#### Consignes
a) Recopiez le passage de l'extrait sur la crise du logement qui commence par « L'Etat n'a aucune » et va jusqu'à « plus lieu d'alibi. ».
b) Poursuivez la rédaction de l'extrait sur la crise du logement à partir de l'endroit où il s'arrête.

#### Extrait retenu
........

Le DAL interpelle Cécile Duflot au sujet du manque de logements et de sa politique. Ministre, aujourd'hui il ne suffit plus d'annoncer des réquisitions, même de manière provocatrice, pour être quitte. Il ne suffit même pas qu'on ait commencé à faire l'inventaire des immeubles et des espaces inoccupés. Il faut que cela aille vite, aussi vite que l'urgence, la pauvreté et le délaissement le justifient (nouvelobs.com).

L'Etat n'a aucune excuse s'il traîne, s'il mène, avec sa machine lourde, un train peu en rapport avec la crise. Sa majesté ne lui tient plus lieu d'alibi.

Efficace ou non ?, c'est la seule question cruciale que la société lui pose. Sans égard, brutalement.

........

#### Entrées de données
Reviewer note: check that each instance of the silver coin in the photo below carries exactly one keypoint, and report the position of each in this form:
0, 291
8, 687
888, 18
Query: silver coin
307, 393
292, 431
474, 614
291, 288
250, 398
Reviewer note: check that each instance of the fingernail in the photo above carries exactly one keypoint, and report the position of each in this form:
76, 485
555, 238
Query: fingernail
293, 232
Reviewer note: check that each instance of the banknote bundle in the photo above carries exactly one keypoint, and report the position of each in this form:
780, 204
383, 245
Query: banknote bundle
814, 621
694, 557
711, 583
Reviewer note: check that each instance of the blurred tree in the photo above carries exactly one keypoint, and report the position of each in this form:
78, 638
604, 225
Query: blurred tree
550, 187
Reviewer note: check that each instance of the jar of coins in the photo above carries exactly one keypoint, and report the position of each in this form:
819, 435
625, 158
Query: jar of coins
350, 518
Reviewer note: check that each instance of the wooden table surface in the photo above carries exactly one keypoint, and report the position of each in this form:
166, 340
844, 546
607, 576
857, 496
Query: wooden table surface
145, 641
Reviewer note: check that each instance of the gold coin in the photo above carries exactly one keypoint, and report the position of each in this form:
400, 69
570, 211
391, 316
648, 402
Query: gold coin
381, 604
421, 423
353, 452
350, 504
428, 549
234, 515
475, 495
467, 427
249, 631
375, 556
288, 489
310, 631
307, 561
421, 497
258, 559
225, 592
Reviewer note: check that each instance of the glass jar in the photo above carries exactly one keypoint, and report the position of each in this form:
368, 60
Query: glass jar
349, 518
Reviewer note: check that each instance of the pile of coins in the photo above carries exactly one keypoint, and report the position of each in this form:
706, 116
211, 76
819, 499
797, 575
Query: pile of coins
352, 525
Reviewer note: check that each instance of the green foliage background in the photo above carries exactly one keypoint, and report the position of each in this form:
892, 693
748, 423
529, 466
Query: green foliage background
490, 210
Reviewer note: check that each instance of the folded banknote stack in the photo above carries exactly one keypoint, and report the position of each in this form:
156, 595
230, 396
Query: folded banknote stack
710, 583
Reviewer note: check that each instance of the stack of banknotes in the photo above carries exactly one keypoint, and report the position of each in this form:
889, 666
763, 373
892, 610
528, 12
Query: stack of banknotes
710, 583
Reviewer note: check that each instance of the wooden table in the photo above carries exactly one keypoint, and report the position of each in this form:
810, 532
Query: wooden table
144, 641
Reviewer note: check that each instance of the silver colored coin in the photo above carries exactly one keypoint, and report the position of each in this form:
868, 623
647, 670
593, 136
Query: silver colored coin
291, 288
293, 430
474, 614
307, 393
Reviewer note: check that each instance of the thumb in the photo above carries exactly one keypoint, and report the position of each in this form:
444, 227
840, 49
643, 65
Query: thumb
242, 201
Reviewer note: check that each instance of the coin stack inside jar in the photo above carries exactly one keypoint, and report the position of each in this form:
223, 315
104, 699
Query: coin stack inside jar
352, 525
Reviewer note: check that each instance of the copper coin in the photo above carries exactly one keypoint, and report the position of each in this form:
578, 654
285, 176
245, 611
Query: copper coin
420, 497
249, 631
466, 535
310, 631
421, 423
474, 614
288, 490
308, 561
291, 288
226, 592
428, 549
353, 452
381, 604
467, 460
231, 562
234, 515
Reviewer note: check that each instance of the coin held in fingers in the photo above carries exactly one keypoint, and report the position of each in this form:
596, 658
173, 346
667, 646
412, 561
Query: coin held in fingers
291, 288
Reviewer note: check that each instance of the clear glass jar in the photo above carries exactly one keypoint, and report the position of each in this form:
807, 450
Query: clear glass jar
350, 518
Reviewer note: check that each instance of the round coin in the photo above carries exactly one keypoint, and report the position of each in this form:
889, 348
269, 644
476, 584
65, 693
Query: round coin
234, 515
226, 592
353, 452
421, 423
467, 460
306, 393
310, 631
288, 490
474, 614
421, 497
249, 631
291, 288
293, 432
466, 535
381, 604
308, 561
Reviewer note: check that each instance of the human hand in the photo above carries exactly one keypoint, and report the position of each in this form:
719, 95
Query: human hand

........

#### Les réponses
a)
L'Etat n'a aucune excuse s'il traîne, s'il mène, avec sa machine lourde, un train peu en rapport avec la crise. Sa majesté ne lui tient plus lieu d'alibi.

b)
On a vu comment l'indigne de la prison des Baumettes a été dénoncé certes d'abord par le contrôleur général Delarue. Mais le constat alarmiste de ce dernier n'aurait pas eu cet écho si l'OIP ne l'avait pas appuyé et si la force, l'arme du droit, avec la décision du tribunal administratif de Marseille, n'avaient pas mis le ministre de la Justice, l'Etat au pied de l'indécence, face à l'incurie. Les siennes. Avec des obligations à respecter strictement et dans les plus brefs délais.

Faute d'avoir agi, l'Etat maintenant est mis en demeure d'agir.

Dans la France pénitentiaire dont il a la charge et assure l'administration, trop de lieux d'enfermement sont encore sordides sur le plan matériel et, par conséquent, imposent à l'humanité qui y vit - surveillants et détenus - des conditions scandaleuses.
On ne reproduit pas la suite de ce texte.